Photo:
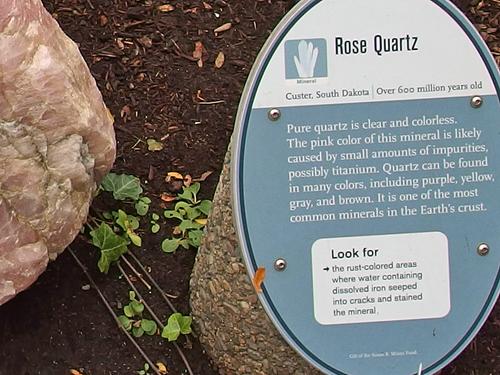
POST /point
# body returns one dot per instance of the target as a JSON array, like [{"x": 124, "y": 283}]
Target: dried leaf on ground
[
  {"x": 258, "y": 279},
  {"x": 223, "y": 27},
  {"x": 171, "y": 175},
  {"x": 145, "y": 41},
  {"x": 219, "y": 60},
  {"x": 165, "y": 8},
  {"x": 198, "y": 53},
  {"x": 203, "y": 176},
  {"x": 154, "y": 145}
]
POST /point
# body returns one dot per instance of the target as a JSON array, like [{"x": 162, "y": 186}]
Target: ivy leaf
[
  {"x": 171, "y": 214},
  {"x": 155, "y": 228},
  {"x": 184, "y": 243},
  {"x": 205, "y": 206},
  {"x": 141, "y": 207},
  {"x": 189, "y": 193},
  {"x": 170, "y": 245},
  {"x": 149, "y": 326},
  {"x": 189, "y": 224},
  {"x": 172, "y": 330},
  {"x": 180, "y": 205},
  {"x": 195, "y": 237},
  {"x": 192, "y": 213},
  {"x": 122, "y": 220},
  {"x": 128, "y": 311},
  {"x": 122, "y": 186},
  {"x": 185, "y": 324},
  {"x": 137, "y": 331},
  {"x": 125, "y": 322},
  {"x": 136, "y": 307},
  {"x": 177, "y": 324},
  {"x": 133, "y": 222},
  {"x": 136, "y": 240},
  {"x": 110, "y": 244}
]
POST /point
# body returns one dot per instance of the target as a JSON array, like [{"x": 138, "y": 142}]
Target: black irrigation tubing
[
  {"x": 155, "y": 317},
  {"x": 110, "y": 309},
  {"x": 153, "y": 282}
]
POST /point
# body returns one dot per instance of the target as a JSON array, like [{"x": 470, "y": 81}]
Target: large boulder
[{"x": 56, "y": 142}]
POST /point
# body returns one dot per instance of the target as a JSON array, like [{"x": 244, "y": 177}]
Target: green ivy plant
[
  {"x": 133, "y": 321},
  {"x": 117, "y": 230},
  {"x": 155, "y": 227},
  {"x": 112, "y": 245},
  {"x": 177, "y": 324},
  {"x": 192, "y": 214}
]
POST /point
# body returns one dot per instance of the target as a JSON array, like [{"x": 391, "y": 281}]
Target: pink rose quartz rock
[{"x": 56, "y": 142}]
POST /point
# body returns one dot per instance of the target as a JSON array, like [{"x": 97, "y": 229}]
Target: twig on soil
[
  {"x": 139, "y": 276},
  {"x": 155, "y": 317},
  {"x": 110, "y": 309},
  {"x": 153, "y": 282},
  {"x": 210, "y": 103}
]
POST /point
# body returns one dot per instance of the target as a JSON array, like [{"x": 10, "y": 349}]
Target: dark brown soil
[{"x": 142, "y": 61}]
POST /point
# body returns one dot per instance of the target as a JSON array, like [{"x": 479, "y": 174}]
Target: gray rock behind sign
[
  {"x": 56, "y": 142},
  {"x": 233, "y": 327}
]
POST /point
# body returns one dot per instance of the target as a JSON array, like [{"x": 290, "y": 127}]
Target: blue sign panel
[{"x": 366, "y": 183}]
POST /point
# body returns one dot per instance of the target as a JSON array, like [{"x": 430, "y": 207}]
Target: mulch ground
[{"x": 143, "y": 62}]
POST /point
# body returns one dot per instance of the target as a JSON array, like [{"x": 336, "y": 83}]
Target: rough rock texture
[
  {"x": 232, "y": 325},
  {"x": 56, "y": 142}
]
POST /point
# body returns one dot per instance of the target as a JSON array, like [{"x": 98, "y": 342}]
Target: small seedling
[
  {"x": 177, "y": 324},
  {"x": 192, "y": 214},
  {"x": 133, "y": 321},
  {"x": 129, "y": 224},
  {"x": 155, "y": 227},
  {"x": 123, "y": 186},
  {"x": 142, "y": 206}
]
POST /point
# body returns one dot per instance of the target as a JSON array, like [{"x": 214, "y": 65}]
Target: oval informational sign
[{"x": 366, "y": 182}]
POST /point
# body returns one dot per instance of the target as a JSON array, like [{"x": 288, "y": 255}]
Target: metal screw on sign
[
  {"x": 483, "y": 249},
  {"x": 280, "y": 264},
  {"x": 274, "y": 114},
  {"x": 476, "y": 101}
]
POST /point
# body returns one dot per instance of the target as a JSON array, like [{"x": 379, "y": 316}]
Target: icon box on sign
[{"x": 306, "y": 58}]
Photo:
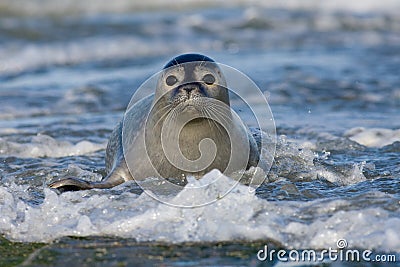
◇ ◇ ◇
■ EXERCISE OBJECTIVE ■
Starting with the line that holds "Target: oval informational sign", retype each line through the last one in the listing above, exactly as written. Do not copy any pictures.

■ COMPLETED EXERCISE ■
Target: oval informational sign
[{"x": 366, "y": 182}]
POST /point
# body returns one dot per instance of the target as a JSON array, like [{"x": 288, "y": 255}]
Target: metal screw on sign
[
  {"x": 483, "y": 249},
  {"x": 280, "y": 264},
  {"x": 274, "y": 114},
  {"x": 476, "y": 101}
]
POST /point
# body returns one dot per instance of the target as a JSON array, like [{"x": 379, "y": 316}]
Target: icon box on sign
[{"x": 306, "y": 58}]
Photo:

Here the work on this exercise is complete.